**Problem requirements**
In the passage about the Gorillaz song "Let Me Out," who produced the track?

"Let Me Out" is a song by British alternative rock virtual band Gorillaz, featuring Pusha T and Mavis Staples. The song was released on 6 April 2017. It was released as the fifth single from their fifth studio album Humanz.

Background and recording
"Let Me Out" is the fifth single from the band's album Humanz and was produced by Damon Albarn, Remi Kabaka and the album's executive producer The Twilite Tone. The song features guest vocals from gospel singer Mavis Staples and rapper Pusha T. The song was written by Albarn, on a train journey, when conceptualising the album, Pusha T wrote his verse upon meeting Albarn and Gorillaz co-collaborator Jamie Hewlett in London. When speaking to Zane Lowe, who premiered the song on his Apple Music Beats 1 radio show, Pusha said "When I get over there, Damon begins to tell me to conceptualize the album as a party for the end of the world, like if Trump were to win. … I didn’t want to think about it, but that did give me a very colorful backdrop … I wrote from the perspective of this day … from the perspective of a Trump win."

**Record extracts**
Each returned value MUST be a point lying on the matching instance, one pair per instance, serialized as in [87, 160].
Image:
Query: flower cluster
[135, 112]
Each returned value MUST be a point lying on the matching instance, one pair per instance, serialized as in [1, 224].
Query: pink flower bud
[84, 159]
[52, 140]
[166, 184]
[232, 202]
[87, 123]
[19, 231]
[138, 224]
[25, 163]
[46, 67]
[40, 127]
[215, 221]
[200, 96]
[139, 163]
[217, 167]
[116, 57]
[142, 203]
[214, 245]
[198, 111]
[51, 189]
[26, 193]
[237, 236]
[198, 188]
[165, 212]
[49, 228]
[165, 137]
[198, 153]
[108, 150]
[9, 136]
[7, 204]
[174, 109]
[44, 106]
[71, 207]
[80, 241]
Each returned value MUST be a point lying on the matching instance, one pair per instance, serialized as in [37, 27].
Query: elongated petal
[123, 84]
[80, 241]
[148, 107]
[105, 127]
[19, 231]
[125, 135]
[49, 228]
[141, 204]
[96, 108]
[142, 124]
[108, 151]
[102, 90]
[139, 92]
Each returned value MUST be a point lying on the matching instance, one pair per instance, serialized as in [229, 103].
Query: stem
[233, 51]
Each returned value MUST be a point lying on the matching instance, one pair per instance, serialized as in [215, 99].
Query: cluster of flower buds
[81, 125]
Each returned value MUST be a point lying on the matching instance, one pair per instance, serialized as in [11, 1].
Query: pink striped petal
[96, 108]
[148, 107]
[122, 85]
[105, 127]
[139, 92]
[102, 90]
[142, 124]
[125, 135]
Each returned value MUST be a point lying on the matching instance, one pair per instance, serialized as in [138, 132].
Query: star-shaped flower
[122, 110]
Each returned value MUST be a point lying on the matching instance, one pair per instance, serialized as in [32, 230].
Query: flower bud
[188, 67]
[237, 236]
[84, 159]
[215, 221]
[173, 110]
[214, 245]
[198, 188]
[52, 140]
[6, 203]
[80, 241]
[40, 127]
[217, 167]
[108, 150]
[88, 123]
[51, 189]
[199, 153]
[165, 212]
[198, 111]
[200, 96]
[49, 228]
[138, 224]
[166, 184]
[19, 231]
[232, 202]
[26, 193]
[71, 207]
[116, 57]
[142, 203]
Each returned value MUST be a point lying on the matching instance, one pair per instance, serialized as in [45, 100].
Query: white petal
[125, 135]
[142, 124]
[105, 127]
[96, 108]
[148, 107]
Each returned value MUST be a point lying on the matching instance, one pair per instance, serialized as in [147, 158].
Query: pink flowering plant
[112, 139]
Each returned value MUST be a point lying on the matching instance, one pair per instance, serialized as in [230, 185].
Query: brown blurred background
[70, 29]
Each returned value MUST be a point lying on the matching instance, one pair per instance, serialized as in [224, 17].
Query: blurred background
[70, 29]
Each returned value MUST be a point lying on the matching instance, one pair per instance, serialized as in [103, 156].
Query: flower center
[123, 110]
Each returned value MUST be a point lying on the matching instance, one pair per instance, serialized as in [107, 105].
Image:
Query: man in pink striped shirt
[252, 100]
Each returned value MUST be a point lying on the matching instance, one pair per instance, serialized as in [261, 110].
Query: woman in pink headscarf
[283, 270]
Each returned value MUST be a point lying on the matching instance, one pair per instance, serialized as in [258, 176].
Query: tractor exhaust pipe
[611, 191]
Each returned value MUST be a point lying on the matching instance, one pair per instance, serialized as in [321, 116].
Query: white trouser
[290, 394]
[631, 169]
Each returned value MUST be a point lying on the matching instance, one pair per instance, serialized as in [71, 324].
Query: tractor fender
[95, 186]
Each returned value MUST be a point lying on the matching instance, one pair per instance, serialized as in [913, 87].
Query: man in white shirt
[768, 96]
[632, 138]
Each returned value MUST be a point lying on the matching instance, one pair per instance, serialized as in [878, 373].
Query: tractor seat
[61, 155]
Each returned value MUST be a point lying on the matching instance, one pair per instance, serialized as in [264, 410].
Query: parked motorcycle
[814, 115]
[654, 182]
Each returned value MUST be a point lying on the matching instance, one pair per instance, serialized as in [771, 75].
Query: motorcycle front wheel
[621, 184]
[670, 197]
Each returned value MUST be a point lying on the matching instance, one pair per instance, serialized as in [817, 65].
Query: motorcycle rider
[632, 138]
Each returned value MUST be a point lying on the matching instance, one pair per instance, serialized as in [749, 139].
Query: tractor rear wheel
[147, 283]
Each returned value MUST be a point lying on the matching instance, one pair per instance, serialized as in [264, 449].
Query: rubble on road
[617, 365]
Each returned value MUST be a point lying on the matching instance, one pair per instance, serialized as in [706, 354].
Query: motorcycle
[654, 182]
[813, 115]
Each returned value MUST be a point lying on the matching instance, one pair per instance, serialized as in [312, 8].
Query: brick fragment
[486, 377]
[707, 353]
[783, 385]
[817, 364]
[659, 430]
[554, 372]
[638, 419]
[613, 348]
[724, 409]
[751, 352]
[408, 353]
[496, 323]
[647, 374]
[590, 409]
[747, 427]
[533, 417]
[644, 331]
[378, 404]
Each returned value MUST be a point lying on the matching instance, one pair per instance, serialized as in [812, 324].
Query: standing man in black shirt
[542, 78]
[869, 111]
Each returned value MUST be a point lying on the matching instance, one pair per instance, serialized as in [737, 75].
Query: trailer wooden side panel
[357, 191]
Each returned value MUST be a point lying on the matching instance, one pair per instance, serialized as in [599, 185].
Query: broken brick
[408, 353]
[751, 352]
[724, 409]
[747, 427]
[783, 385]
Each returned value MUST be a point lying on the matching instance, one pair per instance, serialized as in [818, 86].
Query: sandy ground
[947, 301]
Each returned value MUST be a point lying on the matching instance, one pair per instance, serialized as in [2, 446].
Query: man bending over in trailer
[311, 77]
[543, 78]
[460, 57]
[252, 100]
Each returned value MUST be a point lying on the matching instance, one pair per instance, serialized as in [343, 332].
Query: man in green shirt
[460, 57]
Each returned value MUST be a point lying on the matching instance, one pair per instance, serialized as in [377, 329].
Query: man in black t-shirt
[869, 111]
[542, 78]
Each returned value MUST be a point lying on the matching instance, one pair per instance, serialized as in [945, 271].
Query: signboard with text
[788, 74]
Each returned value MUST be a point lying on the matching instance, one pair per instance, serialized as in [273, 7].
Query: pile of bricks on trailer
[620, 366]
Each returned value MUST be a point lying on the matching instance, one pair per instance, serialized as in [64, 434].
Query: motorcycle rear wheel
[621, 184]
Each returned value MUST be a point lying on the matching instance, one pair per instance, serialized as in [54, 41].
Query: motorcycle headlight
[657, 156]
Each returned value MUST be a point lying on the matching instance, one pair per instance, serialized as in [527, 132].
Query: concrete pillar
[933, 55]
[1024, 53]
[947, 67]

**Output for this exercise**
Damon Albarn, Remi Kabaka and The Twilite Tone.